■ **TASK REQUIREMENTS**
Gather every line in the data below that contains the string "earring".

Data on where objects are located
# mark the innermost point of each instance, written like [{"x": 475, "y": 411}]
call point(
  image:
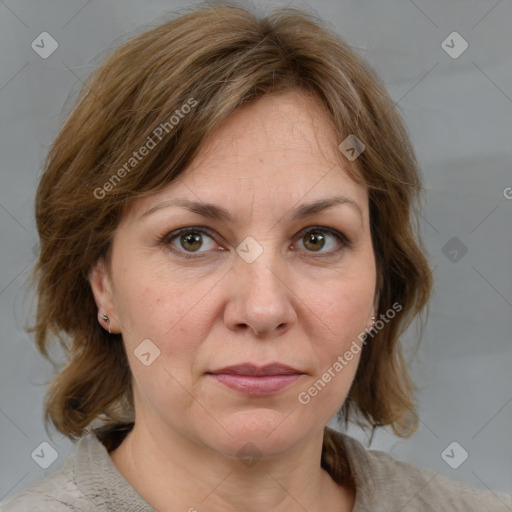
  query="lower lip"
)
[{"x": 257, "y": 386}]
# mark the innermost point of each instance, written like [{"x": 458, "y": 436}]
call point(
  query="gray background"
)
[{"x": 459, "y": 113}]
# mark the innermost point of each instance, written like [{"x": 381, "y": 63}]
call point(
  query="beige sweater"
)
[{"x": 88, "y": 481}]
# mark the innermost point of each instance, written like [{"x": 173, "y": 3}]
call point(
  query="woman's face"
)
[{"x": 276, "y": 282}]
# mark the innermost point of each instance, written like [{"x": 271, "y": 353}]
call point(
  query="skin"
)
[{"x": 301, "y": 302}]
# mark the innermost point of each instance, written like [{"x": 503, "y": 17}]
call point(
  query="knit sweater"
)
[{"x": 89, "y": 481}]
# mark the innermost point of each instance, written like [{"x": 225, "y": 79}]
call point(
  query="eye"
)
[
  {"x": 316, "y": 238},
  {"x": 188, "y": 240}
]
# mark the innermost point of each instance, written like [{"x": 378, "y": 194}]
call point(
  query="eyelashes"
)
[{"x": 194, "y": 235}]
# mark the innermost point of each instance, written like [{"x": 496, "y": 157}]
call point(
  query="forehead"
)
[{"x": 274, "y": 153}]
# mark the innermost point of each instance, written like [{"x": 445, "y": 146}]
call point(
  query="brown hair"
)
[{"x": 219, "y": 57}]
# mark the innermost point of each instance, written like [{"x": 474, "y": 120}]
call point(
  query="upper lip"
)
[{"x": 252, "y": 369}]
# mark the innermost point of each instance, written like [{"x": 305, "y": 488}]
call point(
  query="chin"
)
[{"x": 256, "y": 432}]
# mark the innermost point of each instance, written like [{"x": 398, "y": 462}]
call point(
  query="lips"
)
[
  {"x": 249, "y": 369},
  {"x": 257, "y": 381}
]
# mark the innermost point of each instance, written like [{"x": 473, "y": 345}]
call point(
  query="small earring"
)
[{"x": 105, "y": 319}]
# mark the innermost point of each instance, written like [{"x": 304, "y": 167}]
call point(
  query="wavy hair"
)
[{"x": 224, "y": 56}]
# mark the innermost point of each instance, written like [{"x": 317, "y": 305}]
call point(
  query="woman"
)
[{"x": 229, "y": 254}]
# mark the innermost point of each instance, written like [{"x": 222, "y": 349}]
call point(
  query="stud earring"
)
[{"x": 105, "y": 319}]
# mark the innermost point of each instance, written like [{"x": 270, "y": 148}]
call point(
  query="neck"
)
[{"x": 180, "y": 474}]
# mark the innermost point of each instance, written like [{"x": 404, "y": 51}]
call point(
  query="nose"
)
[{"x": 262, "y": 299}]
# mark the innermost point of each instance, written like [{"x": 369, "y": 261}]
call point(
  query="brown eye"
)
[
  {"x": 317, "y": 238},
  {"x": 187, "y": 242},
  {"x": 191, "y": 241},
  {"x": 314, "y": 240}
]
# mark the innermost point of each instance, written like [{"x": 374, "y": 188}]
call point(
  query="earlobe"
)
[{"x": 99, "y": 279}]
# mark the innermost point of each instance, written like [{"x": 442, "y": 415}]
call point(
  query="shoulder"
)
[
  {"x": 385, "y": 483},
  {"x": 57, "y": 492}
]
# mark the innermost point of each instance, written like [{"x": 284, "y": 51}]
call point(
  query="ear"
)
[{"x": 101, "y": 285}]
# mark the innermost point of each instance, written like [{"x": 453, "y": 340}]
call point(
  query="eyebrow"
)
[{"x": 213, "y": 211}]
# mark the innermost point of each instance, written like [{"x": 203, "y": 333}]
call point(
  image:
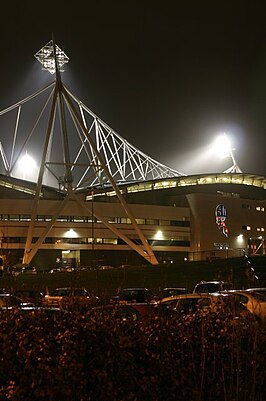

■ **EXERCISE OUTPUT**
  query="small earring"
  query="stud earring"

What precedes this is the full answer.